Point-per-instance localization data:
=== Begin Enclosure ===

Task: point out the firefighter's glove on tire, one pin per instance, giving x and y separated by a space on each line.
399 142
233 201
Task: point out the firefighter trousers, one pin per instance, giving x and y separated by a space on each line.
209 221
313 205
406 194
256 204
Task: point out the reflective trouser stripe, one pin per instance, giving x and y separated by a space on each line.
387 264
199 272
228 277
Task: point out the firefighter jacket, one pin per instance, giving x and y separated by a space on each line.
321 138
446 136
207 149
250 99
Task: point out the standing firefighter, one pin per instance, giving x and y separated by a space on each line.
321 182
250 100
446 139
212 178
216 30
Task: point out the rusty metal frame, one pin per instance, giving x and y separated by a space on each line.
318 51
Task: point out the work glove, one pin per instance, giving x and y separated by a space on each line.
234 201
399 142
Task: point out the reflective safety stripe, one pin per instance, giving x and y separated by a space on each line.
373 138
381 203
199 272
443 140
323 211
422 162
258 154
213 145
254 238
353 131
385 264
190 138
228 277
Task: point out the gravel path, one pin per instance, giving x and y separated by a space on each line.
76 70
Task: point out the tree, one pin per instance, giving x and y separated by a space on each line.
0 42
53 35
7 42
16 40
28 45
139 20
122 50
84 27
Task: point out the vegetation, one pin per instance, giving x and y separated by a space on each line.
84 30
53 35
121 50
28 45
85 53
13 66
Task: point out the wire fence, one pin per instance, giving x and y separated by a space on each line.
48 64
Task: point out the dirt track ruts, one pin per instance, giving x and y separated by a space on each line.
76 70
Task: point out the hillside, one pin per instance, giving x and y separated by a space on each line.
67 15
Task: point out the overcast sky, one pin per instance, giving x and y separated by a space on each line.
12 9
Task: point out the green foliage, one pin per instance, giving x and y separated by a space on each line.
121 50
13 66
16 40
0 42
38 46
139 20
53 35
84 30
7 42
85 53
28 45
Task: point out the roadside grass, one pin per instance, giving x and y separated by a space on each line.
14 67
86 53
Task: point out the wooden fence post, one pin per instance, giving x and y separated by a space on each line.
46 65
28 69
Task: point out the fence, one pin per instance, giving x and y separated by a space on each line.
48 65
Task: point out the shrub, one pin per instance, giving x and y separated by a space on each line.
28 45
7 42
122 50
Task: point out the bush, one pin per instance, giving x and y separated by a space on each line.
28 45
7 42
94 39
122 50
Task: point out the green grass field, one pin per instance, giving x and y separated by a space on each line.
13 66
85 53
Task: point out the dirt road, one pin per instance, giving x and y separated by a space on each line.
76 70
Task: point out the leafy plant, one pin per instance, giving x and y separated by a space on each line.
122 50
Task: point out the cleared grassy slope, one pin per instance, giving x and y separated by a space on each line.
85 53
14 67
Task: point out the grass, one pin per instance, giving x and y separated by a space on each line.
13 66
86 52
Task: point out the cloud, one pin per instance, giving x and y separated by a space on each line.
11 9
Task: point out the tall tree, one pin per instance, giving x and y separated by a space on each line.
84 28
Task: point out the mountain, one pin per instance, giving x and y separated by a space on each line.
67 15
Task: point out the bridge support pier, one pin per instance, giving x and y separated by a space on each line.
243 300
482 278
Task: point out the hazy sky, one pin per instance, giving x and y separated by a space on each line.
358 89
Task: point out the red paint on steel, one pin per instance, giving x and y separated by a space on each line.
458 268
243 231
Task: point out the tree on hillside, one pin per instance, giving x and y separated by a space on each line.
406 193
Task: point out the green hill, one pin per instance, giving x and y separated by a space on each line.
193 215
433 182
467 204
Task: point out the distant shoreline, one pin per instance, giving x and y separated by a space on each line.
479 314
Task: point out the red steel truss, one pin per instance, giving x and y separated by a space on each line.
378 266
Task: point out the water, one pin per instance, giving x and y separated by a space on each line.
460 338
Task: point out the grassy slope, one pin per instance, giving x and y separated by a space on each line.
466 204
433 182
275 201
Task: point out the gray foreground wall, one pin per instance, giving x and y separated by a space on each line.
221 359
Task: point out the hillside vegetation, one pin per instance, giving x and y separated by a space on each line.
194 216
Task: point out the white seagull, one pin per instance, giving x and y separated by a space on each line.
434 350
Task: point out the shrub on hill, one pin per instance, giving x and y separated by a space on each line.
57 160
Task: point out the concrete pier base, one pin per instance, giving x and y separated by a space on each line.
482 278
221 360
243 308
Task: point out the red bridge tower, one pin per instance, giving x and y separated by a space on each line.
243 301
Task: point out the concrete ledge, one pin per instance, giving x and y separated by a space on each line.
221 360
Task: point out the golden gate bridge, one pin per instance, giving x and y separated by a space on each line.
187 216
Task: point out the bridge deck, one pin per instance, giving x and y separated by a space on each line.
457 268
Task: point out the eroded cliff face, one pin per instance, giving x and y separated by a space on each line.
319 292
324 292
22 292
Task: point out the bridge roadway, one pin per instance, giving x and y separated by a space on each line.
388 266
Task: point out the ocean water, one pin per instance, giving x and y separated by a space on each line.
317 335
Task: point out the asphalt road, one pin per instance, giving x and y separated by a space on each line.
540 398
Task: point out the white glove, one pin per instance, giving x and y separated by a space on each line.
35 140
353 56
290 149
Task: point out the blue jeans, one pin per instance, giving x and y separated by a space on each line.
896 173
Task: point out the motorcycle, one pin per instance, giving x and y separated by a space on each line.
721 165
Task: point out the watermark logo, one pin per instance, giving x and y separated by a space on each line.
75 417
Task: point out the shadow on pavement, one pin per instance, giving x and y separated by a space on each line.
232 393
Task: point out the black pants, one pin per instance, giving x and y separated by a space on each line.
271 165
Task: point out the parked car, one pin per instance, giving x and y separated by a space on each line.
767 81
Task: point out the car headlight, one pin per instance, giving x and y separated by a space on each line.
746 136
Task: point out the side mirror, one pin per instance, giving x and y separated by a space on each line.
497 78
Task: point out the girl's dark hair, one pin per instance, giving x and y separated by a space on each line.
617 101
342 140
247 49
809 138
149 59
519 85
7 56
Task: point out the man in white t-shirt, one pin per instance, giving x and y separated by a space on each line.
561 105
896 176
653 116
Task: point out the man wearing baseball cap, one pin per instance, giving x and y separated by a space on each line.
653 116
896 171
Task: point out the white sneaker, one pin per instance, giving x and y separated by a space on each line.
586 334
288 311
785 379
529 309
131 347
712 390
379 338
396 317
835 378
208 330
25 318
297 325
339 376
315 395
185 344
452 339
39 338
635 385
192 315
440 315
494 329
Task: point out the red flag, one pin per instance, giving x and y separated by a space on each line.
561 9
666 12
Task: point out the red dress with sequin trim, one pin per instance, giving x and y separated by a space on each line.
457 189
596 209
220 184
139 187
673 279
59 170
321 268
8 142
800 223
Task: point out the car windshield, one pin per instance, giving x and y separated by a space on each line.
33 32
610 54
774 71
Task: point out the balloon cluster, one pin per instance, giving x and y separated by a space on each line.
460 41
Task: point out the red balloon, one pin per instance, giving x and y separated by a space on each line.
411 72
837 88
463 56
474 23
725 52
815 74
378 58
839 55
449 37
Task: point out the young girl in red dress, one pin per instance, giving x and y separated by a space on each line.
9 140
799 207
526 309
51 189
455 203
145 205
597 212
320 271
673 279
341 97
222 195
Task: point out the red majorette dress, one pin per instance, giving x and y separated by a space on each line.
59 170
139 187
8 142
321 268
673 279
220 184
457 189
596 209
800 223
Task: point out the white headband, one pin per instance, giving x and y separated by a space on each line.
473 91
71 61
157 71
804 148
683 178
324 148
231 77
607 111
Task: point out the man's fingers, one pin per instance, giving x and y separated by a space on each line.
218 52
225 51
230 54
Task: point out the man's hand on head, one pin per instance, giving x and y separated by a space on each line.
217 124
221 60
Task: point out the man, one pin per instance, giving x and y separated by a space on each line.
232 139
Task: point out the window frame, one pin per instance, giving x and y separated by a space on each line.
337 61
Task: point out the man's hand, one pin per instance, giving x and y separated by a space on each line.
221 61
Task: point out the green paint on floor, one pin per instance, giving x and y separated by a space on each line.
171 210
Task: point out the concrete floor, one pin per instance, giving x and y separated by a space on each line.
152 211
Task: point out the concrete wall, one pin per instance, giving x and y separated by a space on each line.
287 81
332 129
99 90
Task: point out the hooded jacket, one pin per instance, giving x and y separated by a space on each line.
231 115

=== End Enclosure ===

* [What you have to do]
Take the line holding "Task: point out the hooded" and the lines after it through the end of the entries. Retype them exactly and add nothing.

* [Answer section]
Task: point out the hooded jacket, one pin per instance, giving x and y separated by a space on each line.
231 115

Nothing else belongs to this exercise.